Task =
Search the records below for the word "person". Copy each line where it occurs.

Stored data =

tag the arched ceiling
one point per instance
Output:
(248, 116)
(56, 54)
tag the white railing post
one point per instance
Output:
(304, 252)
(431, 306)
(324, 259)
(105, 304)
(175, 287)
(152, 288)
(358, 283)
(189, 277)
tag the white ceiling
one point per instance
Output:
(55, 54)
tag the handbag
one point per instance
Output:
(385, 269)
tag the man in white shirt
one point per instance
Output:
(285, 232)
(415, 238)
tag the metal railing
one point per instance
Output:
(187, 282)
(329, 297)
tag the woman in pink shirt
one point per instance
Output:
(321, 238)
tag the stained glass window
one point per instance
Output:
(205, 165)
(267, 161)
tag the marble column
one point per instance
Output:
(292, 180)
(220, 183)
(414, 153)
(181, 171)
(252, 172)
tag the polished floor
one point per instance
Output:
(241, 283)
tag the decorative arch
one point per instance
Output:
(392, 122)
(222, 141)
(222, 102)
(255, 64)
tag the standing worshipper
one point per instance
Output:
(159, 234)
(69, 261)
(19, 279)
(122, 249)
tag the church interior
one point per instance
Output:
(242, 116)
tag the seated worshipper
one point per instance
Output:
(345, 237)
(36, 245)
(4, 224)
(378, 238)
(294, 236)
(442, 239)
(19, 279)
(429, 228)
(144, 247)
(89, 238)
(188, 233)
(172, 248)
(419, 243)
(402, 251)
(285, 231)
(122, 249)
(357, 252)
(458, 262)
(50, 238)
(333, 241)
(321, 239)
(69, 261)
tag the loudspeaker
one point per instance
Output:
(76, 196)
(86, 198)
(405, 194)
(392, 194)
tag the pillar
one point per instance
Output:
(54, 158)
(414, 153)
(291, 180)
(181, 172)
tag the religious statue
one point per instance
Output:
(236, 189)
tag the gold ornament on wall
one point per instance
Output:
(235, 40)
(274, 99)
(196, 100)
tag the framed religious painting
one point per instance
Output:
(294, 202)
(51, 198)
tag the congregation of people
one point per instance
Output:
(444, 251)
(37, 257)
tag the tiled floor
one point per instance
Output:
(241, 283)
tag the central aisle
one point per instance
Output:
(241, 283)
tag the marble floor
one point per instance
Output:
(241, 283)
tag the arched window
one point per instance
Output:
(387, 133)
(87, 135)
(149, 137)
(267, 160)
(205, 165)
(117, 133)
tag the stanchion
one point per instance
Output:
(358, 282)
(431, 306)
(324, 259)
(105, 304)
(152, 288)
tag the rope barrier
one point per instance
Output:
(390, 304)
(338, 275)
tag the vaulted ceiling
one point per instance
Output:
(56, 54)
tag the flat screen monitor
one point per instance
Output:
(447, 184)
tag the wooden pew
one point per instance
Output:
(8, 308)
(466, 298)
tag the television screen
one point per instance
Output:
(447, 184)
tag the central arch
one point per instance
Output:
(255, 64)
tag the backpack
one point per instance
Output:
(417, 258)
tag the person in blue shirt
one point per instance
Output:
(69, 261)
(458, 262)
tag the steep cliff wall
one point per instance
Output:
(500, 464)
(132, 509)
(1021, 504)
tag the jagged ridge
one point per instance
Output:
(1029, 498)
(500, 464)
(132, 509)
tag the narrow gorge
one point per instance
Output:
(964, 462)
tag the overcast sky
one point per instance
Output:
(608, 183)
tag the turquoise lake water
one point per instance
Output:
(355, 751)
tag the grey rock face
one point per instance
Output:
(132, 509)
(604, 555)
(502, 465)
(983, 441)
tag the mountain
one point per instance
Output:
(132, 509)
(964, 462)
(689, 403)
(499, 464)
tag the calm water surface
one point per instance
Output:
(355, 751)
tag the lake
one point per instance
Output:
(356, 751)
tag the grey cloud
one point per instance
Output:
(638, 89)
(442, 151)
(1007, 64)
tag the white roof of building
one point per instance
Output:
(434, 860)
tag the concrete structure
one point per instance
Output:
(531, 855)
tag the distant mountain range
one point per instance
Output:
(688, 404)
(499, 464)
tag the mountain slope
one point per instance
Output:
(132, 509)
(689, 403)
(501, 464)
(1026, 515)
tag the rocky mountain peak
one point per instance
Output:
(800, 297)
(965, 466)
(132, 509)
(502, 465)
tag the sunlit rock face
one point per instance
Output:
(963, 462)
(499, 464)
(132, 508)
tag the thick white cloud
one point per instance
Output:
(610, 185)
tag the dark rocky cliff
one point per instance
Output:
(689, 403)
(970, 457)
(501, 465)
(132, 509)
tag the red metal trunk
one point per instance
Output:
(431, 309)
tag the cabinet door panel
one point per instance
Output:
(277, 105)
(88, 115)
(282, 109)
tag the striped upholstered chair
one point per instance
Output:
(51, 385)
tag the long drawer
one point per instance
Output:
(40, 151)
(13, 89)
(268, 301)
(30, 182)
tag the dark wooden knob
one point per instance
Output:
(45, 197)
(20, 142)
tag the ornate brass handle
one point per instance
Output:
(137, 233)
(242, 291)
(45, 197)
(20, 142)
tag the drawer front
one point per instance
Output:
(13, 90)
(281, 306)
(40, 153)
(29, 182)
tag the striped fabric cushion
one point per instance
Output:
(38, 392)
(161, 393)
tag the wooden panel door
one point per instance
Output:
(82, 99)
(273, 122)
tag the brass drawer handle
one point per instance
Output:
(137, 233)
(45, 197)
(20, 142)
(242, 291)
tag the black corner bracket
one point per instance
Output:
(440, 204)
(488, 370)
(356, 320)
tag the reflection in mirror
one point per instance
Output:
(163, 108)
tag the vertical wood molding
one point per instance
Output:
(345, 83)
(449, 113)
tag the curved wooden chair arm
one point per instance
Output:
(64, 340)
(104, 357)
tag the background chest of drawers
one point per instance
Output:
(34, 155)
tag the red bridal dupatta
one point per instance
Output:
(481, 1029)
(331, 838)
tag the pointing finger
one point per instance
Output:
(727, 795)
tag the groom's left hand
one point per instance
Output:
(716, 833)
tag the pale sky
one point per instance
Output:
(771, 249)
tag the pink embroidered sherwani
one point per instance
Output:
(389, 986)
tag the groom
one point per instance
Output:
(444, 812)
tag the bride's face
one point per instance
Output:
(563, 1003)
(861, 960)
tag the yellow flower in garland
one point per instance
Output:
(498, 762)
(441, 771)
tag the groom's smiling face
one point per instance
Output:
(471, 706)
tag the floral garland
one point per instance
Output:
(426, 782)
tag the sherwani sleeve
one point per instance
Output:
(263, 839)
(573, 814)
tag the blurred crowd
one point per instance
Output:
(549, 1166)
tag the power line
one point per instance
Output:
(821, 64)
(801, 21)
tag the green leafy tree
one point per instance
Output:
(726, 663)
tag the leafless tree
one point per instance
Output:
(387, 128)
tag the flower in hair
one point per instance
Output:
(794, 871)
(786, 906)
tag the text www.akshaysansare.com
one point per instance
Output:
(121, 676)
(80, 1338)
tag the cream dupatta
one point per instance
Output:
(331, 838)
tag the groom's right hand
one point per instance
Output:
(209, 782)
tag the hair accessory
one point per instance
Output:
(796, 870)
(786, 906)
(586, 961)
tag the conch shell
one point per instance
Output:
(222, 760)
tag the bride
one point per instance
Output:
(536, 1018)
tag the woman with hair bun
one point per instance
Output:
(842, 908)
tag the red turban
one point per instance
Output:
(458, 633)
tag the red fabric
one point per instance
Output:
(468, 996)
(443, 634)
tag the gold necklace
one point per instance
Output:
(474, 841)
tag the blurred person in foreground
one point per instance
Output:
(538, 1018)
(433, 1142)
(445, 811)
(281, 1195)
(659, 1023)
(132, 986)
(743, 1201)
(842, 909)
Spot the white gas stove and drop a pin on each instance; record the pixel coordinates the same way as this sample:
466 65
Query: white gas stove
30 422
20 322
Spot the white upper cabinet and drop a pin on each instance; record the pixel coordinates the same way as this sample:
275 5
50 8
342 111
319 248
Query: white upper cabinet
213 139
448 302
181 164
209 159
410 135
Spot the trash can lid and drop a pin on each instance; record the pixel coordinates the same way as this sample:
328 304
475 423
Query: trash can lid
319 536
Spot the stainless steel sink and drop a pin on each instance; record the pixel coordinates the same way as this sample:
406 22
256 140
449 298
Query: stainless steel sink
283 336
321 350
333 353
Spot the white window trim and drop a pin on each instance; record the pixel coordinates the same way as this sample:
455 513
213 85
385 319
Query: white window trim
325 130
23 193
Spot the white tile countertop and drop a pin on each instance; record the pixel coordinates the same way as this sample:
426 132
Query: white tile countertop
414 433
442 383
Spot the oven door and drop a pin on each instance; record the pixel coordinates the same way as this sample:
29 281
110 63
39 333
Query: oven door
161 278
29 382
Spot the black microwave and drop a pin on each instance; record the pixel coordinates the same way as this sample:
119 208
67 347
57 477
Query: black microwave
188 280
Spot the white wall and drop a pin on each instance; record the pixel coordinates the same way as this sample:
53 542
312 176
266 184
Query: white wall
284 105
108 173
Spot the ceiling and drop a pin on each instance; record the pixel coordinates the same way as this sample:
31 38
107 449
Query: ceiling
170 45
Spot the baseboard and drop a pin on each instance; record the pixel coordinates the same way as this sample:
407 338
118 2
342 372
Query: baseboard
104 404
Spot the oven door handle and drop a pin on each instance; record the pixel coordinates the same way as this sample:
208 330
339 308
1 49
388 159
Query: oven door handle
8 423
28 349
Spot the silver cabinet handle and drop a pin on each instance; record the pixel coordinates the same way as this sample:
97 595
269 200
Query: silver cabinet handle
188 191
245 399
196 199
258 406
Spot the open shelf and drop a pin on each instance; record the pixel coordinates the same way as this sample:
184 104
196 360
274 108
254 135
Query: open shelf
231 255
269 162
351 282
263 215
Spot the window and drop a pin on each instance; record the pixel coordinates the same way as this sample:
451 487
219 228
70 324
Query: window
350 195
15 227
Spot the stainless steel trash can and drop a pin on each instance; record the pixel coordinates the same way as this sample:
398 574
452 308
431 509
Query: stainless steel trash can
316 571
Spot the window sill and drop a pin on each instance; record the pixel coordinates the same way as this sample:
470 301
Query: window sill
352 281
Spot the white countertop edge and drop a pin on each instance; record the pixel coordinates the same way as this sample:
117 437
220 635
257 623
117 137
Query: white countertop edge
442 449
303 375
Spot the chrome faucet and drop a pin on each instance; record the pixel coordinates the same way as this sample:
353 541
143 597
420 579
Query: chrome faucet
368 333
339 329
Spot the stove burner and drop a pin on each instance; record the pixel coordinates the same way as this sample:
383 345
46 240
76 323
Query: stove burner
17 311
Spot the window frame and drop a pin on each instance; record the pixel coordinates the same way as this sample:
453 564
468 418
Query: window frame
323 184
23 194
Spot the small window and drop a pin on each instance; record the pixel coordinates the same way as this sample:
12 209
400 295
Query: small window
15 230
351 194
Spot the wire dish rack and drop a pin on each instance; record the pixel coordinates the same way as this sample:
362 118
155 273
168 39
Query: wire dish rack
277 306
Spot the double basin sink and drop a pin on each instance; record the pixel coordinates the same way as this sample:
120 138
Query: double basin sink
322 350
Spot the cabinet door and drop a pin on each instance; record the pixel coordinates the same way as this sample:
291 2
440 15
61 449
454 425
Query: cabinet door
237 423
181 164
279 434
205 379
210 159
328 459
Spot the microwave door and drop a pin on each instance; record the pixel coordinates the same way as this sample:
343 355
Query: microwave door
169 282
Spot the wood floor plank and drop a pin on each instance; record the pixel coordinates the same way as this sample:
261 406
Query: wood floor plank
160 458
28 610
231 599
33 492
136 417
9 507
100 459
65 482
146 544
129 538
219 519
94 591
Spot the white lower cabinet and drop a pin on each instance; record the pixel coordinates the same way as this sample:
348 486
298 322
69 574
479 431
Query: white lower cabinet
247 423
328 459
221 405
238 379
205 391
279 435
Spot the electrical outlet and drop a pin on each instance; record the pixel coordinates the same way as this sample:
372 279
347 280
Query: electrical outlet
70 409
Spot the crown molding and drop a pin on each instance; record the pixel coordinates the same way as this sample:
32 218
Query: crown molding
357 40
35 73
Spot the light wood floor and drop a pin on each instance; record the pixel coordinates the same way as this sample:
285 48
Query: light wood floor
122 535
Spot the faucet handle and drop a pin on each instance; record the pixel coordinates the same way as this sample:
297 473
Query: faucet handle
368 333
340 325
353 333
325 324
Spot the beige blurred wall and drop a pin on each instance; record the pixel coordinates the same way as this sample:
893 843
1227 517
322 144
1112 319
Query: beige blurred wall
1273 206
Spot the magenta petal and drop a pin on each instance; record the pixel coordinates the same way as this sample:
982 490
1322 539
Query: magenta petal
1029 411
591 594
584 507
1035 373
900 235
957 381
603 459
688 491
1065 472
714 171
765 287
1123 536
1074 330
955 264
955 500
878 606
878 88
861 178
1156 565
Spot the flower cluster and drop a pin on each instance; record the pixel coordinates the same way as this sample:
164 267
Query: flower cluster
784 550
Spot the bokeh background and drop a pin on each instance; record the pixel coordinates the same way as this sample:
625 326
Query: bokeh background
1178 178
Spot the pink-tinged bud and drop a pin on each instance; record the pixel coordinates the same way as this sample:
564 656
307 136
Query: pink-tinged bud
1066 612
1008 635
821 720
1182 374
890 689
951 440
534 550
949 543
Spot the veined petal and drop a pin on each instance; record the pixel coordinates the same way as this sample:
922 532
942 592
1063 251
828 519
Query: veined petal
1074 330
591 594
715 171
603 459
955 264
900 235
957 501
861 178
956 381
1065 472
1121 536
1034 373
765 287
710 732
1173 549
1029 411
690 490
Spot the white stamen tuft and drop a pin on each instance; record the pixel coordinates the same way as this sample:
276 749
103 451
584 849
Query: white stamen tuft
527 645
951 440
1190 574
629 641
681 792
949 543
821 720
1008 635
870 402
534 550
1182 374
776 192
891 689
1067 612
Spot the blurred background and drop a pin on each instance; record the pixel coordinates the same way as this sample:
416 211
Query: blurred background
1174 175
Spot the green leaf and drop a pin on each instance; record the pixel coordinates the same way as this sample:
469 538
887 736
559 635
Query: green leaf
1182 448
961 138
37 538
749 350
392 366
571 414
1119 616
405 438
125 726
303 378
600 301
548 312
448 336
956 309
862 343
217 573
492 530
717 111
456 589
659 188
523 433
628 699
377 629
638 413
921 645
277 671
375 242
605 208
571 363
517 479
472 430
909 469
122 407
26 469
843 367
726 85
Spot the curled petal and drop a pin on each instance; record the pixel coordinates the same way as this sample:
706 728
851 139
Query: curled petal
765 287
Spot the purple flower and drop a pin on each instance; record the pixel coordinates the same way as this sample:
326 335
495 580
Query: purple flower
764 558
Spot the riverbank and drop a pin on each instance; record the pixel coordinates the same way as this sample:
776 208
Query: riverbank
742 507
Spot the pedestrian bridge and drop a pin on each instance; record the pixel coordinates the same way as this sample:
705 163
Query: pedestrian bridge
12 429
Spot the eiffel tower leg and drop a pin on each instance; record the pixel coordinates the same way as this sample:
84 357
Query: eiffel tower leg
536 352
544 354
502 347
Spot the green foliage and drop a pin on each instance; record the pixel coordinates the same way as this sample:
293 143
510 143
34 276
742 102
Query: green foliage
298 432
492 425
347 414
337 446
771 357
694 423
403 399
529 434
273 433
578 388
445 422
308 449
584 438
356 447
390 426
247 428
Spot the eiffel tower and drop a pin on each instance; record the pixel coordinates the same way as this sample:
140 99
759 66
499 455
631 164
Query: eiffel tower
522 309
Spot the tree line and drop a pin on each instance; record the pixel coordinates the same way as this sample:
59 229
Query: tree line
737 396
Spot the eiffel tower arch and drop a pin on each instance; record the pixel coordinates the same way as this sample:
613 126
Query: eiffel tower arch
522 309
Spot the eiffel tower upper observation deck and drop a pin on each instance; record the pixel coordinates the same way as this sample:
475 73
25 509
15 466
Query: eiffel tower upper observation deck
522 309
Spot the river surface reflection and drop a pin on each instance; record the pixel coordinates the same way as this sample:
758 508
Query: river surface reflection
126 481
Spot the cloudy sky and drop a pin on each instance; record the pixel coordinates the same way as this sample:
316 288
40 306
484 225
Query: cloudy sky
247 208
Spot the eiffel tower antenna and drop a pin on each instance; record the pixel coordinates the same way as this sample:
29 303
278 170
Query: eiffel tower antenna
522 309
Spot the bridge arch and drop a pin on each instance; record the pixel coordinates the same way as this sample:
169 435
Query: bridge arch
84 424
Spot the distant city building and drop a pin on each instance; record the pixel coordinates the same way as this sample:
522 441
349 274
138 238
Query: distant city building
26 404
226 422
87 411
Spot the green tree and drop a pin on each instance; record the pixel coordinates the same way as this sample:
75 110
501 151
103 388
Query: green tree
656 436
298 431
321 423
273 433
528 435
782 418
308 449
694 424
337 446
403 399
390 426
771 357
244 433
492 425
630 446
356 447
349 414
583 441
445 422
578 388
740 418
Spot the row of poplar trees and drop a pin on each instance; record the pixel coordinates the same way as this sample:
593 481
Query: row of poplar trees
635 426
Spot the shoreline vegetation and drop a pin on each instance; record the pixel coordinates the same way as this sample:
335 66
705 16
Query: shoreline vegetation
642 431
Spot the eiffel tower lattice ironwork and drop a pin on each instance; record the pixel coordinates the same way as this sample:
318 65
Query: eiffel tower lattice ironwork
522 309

Worked solution =
tag the person in blue shirt
tag the blurred person in foreground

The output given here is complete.